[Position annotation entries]
· · · ·

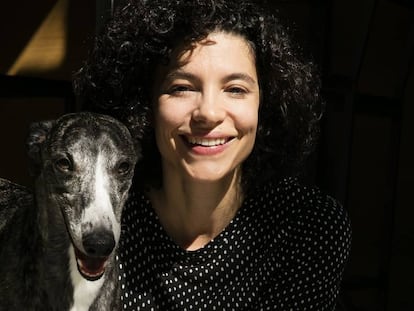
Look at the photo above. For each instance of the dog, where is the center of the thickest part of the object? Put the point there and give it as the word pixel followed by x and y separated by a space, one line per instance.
pixel 58 245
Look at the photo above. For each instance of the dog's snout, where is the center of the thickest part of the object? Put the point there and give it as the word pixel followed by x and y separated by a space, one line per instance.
pixel 98 244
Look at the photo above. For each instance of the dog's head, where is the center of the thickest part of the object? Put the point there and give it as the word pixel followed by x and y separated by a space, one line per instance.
pixel 83 165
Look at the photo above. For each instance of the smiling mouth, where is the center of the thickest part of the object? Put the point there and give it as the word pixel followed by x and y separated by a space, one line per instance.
pixel 206 142
pixel 91 268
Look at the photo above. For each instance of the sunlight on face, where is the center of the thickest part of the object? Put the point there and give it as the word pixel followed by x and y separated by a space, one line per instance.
pixel 206 108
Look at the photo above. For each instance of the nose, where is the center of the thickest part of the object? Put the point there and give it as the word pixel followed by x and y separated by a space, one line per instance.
pixel 99 243
pixel 209 109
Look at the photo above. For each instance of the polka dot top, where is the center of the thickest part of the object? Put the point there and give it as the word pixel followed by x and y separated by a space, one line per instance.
pixel 285 249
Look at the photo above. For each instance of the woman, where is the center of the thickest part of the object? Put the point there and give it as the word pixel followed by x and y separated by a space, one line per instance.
pixel 226 113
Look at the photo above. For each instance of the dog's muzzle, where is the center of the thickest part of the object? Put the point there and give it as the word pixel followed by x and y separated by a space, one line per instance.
pixel 98 247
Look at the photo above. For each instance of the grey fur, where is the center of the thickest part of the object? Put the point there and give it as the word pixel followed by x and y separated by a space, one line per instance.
pixel 37 229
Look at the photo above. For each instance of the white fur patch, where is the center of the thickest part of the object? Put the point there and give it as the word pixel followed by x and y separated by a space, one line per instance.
pixel 84 291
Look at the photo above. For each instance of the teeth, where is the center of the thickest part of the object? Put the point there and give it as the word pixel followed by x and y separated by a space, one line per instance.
pixel 206 142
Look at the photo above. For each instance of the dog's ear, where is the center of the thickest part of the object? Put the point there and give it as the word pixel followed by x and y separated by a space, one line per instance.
pixel 37 135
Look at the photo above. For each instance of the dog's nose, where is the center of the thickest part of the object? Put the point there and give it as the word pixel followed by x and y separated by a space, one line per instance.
pixel 99 243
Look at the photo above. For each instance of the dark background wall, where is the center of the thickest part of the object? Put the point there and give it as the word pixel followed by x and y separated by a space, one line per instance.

· · · ·

Rewrite every entry above as a Markdown table with the columns Row and Line. Give each non-blank line its own numbered row, and leave the pictures out.

| Row | Line |
|---|---|
| 1 | Look at the photo above. For each instance of the dog, where is the center of the thickest part of the object? Put the point there and give it as the word pixel followed by x and y separated by a space, one line per instance. |
| 2 | pixel 58 245 |
| 3 | Look at the photo above. For each instance of the dog's snout, where is the center of the thickest part of the object? Put the point there and give it as the word pixel followed by x and y separated by a space, one line per instance. |
| 4 | pixel 98 244 |
| 5 | Look at the photo above. For each instance of the dog's head, where is the center of the thickest part of the object? Put the point there and give it as the word pixel followed by x and y separated by a space, one line per instance. |
| 6 | pixel 83 165 |
| 7 | Look at the photo above. For each instance of the smiling mouth, where is the center of the thickest part of the object? Put the point there and give it as the word pixel followed by x and y separated by a space, one line per instance. |
| 8 | pixel 206 142 |
| 9 | pixel 91 268 |
| 10 | Look at the photo above. For each instance of the sunlight on face, where is the center of the thickest part of the object? Put the point there and give it as the word pixel followed by x and y separated by a space, one line per instance. |
| 11 | pixel 206 108 |
| 12 | Look at the photo above. For each instance of the nose, where is the center of the thickest part of the object? Put the point there and give it as the word pixel followed by x and y separated by a space, one line per instance. |
| 13 | pixel 99 243 |
| 14 | pixel 209 109 |
| 15 | Look at the photo above. For each instance of the polka dot top, where is the center of the thickest part of the object? Put the point there and give it as the word pixel followed by x and y separated by a space, one line per instance. |
| 16 | pixel 285 249 |
| 17 | Look at the photo above. For each instance of the woman, where is the center of the thickest part of the object? Put the point there and give it as the word pixel followed by x and y separated by a space, one line per instance. |
| 18 | pixel 226 113 |
| 19 | Look at the photo above. For each instance of the dog's muzzle, where is the center of the thickest part of the object? Put the point there and give it as the word pixel followed by x and y separated by a space, one line per instance. |
| 20 | pixel 98 247 |
| 21 | Look at the photo above. For each instance of the grey fur, where is the center of the thickest part of the object? Put the point there and give it as the word pixel followed by x and y separated by a space, one line per instance. |
| 22 | pixel 37 229 |
| 23 | Look at the photo above. For each instance of the white fur patch, where is the center of the thickest part of the object? Put the point there and give it as the word pixel followed by x and y separated by a space, one line per instance. |
| 24 | pixel 84 291 |
| 25 | Look at the photo above. For each instance of the teeth, where is the center of the thickest part of the object? Put the point there and give it as the word pixel followed by x and y separated by a space, one line per instance. |
| 26 | pixel 206 142 |
| 27 | Look at the photo above. For each instance of the dog's ear, where is the center of the thickest part of the object? Put the point there and give it as the word pixel followed by x and y separated by a space, one line per instance. |
| 28 | pixel 37 135 |
| 29 | Look at the photo above. For each instance of the dog's nose, where is the center of the thickest part of the object? Put the point there and give it as the word pixel followed by x and y separated by a space, one line per instance. |
| 30 | pixel 99 243 |
| 31 | Look at the photo above. For each instance of the dark background wall, where is the center of the thickest part of the object? Put the point there and give it as the word pixel followed by x and y separated by a space, one line per instance. |